● **Work to do**
A faithful transcription of all the data is required.

● **Exercise inputs**
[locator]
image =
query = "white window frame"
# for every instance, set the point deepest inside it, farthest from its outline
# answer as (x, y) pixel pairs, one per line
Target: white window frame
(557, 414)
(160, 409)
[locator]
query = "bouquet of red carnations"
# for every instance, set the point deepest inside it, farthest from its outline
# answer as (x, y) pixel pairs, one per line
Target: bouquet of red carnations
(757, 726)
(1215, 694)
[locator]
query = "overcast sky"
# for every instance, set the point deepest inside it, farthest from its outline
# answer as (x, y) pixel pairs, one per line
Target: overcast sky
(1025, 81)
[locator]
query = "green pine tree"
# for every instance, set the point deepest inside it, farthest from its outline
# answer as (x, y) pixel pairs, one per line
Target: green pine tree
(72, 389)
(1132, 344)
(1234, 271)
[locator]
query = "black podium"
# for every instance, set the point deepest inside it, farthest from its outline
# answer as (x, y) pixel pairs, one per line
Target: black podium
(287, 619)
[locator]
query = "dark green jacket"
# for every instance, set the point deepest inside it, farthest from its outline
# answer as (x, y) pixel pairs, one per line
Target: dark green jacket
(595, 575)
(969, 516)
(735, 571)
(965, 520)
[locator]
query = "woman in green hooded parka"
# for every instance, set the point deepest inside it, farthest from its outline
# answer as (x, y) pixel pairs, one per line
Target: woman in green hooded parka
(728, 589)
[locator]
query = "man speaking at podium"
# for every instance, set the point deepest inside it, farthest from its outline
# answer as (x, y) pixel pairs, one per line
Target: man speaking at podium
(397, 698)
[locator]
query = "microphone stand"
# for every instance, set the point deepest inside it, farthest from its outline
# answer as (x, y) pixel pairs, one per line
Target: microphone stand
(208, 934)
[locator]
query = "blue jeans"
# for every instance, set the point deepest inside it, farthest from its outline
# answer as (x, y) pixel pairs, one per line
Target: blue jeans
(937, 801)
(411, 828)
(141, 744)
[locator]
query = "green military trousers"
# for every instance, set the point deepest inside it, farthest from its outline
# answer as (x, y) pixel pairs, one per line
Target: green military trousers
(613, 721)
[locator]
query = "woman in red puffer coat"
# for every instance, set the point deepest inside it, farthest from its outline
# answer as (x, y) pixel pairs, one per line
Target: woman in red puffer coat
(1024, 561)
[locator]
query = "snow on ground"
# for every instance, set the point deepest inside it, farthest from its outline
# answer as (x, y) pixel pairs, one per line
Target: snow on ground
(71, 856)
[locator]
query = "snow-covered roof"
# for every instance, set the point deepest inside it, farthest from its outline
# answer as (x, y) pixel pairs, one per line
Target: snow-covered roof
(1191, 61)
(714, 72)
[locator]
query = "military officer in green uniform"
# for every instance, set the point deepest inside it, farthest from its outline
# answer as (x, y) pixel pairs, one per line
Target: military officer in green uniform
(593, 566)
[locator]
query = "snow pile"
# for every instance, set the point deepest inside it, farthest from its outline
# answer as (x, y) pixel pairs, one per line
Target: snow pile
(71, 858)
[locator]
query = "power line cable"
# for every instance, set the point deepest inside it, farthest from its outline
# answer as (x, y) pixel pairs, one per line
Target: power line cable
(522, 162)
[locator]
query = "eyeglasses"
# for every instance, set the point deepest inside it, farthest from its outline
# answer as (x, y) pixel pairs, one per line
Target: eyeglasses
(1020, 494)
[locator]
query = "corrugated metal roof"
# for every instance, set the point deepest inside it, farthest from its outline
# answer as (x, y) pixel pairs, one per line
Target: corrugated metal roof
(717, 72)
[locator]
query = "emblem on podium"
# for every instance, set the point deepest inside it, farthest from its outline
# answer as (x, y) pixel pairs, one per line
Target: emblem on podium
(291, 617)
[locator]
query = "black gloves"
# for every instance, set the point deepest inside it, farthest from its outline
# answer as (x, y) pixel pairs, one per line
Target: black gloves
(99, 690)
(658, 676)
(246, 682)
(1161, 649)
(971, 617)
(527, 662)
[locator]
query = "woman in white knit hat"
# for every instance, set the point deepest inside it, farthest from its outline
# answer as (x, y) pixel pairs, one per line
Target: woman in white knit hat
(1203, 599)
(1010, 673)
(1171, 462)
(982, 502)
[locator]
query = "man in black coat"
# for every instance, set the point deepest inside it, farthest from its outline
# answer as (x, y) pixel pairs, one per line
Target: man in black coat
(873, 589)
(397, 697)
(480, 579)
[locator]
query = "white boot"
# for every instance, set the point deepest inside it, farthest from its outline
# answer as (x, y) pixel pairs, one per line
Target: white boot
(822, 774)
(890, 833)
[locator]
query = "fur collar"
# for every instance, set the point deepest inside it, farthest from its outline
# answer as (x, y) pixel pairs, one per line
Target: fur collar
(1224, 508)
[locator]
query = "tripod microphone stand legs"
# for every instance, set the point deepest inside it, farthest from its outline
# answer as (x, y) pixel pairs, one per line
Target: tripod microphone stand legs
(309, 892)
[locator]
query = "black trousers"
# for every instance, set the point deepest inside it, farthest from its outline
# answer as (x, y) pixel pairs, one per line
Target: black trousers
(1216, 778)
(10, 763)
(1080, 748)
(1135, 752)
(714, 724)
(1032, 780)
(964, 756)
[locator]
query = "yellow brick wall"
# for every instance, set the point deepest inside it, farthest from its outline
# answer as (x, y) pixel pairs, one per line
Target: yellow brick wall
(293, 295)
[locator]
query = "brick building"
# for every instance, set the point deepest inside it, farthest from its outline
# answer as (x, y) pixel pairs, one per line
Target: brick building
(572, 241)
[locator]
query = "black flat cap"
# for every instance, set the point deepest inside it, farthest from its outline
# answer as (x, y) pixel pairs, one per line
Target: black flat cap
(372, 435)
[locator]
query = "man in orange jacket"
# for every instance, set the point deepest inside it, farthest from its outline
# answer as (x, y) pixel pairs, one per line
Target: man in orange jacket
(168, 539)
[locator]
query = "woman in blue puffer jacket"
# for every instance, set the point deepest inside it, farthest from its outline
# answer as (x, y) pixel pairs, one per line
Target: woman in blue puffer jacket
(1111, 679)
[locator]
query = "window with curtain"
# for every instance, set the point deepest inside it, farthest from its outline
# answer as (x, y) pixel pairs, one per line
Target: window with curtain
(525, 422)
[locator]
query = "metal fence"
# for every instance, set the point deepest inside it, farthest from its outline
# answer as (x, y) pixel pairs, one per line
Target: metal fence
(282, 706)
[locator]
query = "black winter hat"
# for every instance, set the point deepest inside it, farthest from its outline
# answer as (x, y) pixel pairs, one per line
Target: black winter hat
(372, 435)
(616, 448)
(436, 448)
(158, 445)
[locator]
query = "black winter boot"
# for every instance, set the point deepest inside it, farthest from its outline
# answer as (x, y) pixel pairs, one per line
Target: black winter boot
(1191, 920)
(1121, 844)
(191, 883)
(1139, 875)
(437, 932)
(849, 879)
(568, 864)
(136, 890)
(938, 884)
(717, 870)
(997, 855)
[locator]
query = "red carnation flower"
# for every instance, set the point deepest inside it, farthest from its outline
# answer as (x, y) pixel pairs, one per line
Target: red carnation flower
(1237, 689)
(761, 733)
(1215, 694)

● **Exercise answer**
[locator]
image =
query = "white window frame"
# for every instance, set the point deepest inside it, farthest from its outline
# answer as (x, y) pixel pairs, one per line
Target: white window frame
(557, 414)
(160, 409)
[locator]
query = "bouquet of red carnations"
# for every instance, set the point deepest inside it, farthest from its outline
# answer as (x, y) pixel pairs, one per line
Target: bouquet of red carnations
(757, 726)
(1215, 694)
[locator]
query = "overcast sky"
# for every instance, set the point deepest inside it, farthest from its outline
# answer as (x, y) pixel pairs, one per line
Target: overcast sky
(1025, 81)
[locator]
query = "green pine tree"
# for every instance, set the point deepest inside it, farthest from its outline
# answer as (x, y) pixel pairs, one per line
Target: green pine tree
(72, 389)
(1132, 344)
(1234, 271)
[locator]
query = "black podium"
# for every instance, set the point deepest inside it, farthest from its outline
# answer as (x, y) pixel pairs, one per line
Target: black podium
(287, 619)
[locator]
query = "dark green jacket"
# for every instance, set the point deepest inside it, farthest from its outline
# answer as (x, y) pixel pairs, one per line
Target: dark green jacket
(595, 575)
(969, 516)
(735, 571)
(965, 520)
[locator]
query = "woman in green hooded parka"
# for every instance, set the point deepest inside it, farthest from its outline
# answer as (x, y) pixel pairs, one per line
Target: woman in green hooded parka
(728, 589)
[locator]
query = "man speaking at podium"
# for every instance, set the point deepest inside it, farthest from its outline
# answer as (x, y) pixel pairs, one per line
Target: man speaking at podium
(397, 698)
[locator]
query = "microphone stand"
# for every instance, set the point deepest inside it, farthest from its outline
# answer as (x, y) pixel pairs, one per line
Target: microphone stand
(208, 934)
[locator]
query = "blue jeans"
# for every instance, set the point deepest inside it, farthest from its outline
# answer as (x, y) pixel pairs, one per line
Target: blue jeans
(937, 801)
(411, 828)
(141, 744)
[locator]
query = "green military trousers"
# for every instance, set the point deepest inside it, farthest from its outline
# answer as (x, y) pixel pairs, one per line
Target: green military trousers
(613, 721)
[locator]
query = "woman in red puffer coat"
# for every instance, set the point deepest inside it, farthest from its outline
# answer as (x, y) pixel pairs, one per line
Target: woman in red puffer coat
(1024, 561)
[locator]
query = "snow on ground"
# for every instance, set the point deepest inside it, farthest from its outline
# answer as (x, y) pixel pairs, one per line
Target: snow on ground
(71, 856)
[locator]
query = "snow-covered roof"
# for every instance, set the point deepest inside it, farthest from its outline
# answer as (x, y) pixel pairs, one per line
Target: snow-covered roof
(1191, 61)
(714, 72)
[locator]
query = "military officer in green uniform"
# for every instance, set the point deepest inside it, farthest from its outline
# answer as (x, y) pixel pairs, one per line
Target: military officer in green uniform
(593, 566)
[locator]
query = "snow pile"
# for every instance, set the point deepest inside it, farthest from its outline
# answer as (x, y) pixel pairs, one per line
Target: snow pile
(71, 858)
[locator]
query = "power line cable"
# for every instance, set the point deepest inside it, farthest from its outline
# answer as (x, y) pixel pairs, one per line
Target: power line cable
(522, 162)
[locator]
query = "eyeglasses"
# for every instance, set the point deepest inside it, farthest from its outline
# answer as (x, y) pixel pairs, one per line
Target: eyeglasses
(1020, 494)
[locator]
query = "corrugated metal roof"
# for every instance, set the point deepest inside it, farthest from its outline
# answer as (x, y) pixel pairs, one per line
Target: corrugated metal roof
(717, 72)
[locator]
query = "emblem on podium"
# for every instance, set the point deepest inside it, farthest from its outline
# answer as (x, y) pixel pairs, one per line
Target: emblem on podium
(291, 617)
[locator]
query = "black gloves"
# for every instance, set the point deepest inside it, farthest from its outline
# answer as (x, y) pixel pairs, one per line
Target: black gloves
(99, 690)
(658, 676)
(246, 682)
(1161, 649)
(971, 617)
(527, 662)
[locator]
query = "woman in white knit hat"
# for every instance, set the point deepest inside it, farthest from its outline
# answer as (x, y) pixel pairs, one per line
Target: woman in white knit hat
(1203, 599)
(1010, 673)
(1171, 462)
(982, 502)
[locator]
query = "man in black coat"
# for every instance, set the point deepest inside it, farthest from its outline
# answer as (x, y) pixel pairs, one per line
Target: man in black coat
(873, 589)
(397, 697)
(480, 579)
[locator]
query = "white boot"
# for every instance, set the point deepest inside it, farthest from its outline
# answer as (x, y) pixel pairs, one per line
Target: white boot
(822, 774)
(890, 833)
[locator]
query = "fur collar"
# for every instance, set the point deepest inside it, farthest from its outline
# answer as (x, y) pixel pairs, one per line
Target: fur collar
(1224, 508)
[locator]
query = "tripod microphone stand legs"
# for every instance, set the point deepest inside it, farthest from its outline
# answer as (x, y) pixel pairs, one per line
Target: tripod microphone stand legs
(309, 892)
[locator]
query = "black trousers"
# for every instance, set the point deepest inside it, farthest from its outline
# answer as (x, y) pixel pairs, one per line
Target: black trousers
(1216, 778)
(10, 763)
(1080, 748)
(1135, 752)
(714, 724)
(1032, 780)
(964, 756)
[locator]
query = "yellow brick wall"
# for every instance, set the point deepest inside it, farthest from its outline
# answer as (x, y) pixel pairs, one per line
Target: yellow brick wall
(293, 295)
[locator]
query = "brick building"
# for every instance, set the point deepest inside it, farthest from its outline
# answer as (x, y) pixel pairs, one per line
Target: brick building
(572, 241)
[locator]
query = "black flat cap"
# for every instance, set the point deepest inside it, farthest from its outline
# answer as (x, y) pixel pairs, one per line
Target: black flat cap
(372, 435)
[locator]
query = "man in orange jacket"
# for every instance, set the point deepest inside it, farthest from its outline
# answer as (x, y) pixel pairs, one per line
Target: man in orange jacket
(168, 539)
[locator]
query = "woman in blue puffer jacket"
# for every instance, set the point deepest inside it, farthest from its outline
# answer as (x, y) pixel pairs, one per line
Target: woman in blue puffer jacket
(1111, 679)
[locator]
query = "window with curtain"
# for every instance, set the point deepest inside it, farthest from its outline
# answer as (x, y) pixel pairs, one per line
Target: window with curtain
(525, 422)
[locator]
query = "metal fence"
# for every instance, set the point deepest inside it, farthest from its outline
# answer as (x, y) pixel pairs, one per line
Target: metal fence
(282, 706)
[locator]
query = "black winter hat"
# for every instance, set the point deepest inside it, farthest from its outline
# answer as (x, y) pixel pairs, one per line
Target: black winter hat
(372, 435)
(616, 448)
(436, 448)
(158, 445)
[locator]
query = "black winter boot"
# for every instance, set the point deepest inside it, farthest from its outline
# answer as (x, y) pixel pairs, one per line
Target: black winter boot
(1191, 920)
(1121, 844)
(191, 883)
(1139, 875)
(437, 932)
(849, 879)
(568, 864)
(136, 890)
(938, 884)
(717, 870)
(997, 855)
[locator]
query = "red carnation flower"
# for every instance, set the point deepest inside it, farthest from its outline
# answer as (x, y) pixel pairs, one per line
Target: red carnation flower
(1237, 689)
(761, 733)
(1215, 694)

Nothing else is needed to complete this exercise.